PAGE TEXT Start Marker

Anyway, perhaps the most piquant expression of Robertson’s stout certainty on this matter comes in a more recent article that denounces Gaddafi as “the worst man left in the world”: ((There’s something curious about this “left” — calling Gaddafi “the worst man left” — as though we were in the midst of a global clean-up operation (whose notable successes have included, perhaps, the “removal” of Saddam), and it only remained for us to round up the last few stragglers.))
If Megrahi was guilty of the Lockerbie bombing (and, conspiracy theories aside, the evidence justified the verdict), then Gaddafi must have given the order.
Conspiracy theories aside? Er, the case against Megrahi was a conspiracy theory, in competition with another conspiracy theory, that the PFLP-GC did it. There is, of course, also an overarching theory about possible conspiracy to pervert the course of the investigation and trial. This story, one can hardly deny, is all about conspiracy theories wherever you look. If Robertson chooses to believe one conspiracy theory and discount the others, he can hardly be claiming to set all conspiracy theories aside. Which conspiracy theory do you believe, readers?

PAGE TEXT End Marker
DATA EXCERPTS Start Marker

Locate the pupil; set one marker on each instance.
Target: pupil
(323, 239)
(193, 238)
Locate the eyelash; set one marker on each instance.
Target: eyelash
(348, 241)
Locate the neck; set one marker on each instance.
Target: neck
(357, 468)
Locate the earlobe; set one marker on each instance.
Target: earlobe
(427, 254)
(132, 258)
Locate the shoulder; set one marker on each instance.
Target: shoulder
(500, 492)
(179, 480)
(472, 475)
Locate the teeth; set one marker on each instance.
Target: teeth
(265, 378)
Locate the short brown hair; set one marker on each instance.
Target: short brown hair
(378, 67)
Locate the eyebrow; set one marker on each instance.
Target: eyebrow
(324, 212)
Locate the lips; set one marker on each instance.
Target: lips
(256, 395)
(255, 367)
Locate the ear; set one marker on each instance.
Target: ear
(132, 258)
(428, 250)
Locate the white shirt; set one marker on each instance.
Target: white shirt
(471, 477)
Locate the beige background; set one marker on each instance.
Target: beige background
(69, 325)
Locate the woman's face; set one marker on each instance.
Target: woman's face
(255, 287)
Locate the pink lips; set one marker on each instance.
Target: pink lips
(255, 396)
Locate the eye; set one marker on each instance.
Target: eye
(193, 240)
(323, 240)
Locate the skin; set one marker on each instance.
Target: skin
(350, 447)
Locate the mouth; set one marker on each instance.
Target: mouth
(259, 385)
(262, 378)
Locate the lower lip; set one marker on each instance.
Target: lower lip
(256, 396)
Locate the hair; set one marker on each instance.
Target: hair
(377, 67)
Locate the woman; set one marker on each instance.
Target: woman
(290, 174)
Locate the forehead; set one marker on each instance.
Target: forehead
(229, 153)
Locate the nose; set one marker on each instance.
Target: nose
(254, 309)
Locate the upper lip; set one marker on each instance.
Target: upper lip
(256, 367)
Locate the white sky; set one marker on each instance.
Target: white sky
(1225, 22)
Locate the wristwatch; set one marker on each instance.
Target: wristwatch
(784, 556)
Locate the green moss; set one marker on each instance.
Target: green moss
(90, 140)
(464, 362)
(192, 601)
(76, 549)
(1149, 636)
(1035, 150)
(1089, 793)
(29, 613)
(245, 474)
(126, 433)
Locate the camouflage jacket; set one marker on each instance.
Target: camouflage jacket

DATA EXCERPTS End Marker

(REQUIREMENT A) Translate this sentence from the Lockerbie commentary into Spanish: "This story, one can hardly deny, is all about conspiracy theories wherever you look."
(REQUIREMENT B) Repeat the passage of the Lockerbie commentary that opens with the words containing "If Megrahi was" and closes with "given the order.".

(ANSWER SECTION A) Esta historia, difícilmente se puede negar, gira por completo en torno a teorías conspirativas dondequiera que se mire.

(ANSWER SECTION B)
If Megrahi was guilty of the Lockerbie bombing (and, conspiracy theories aside, the evidence justified the verdict), then Gaddafi must have given the order.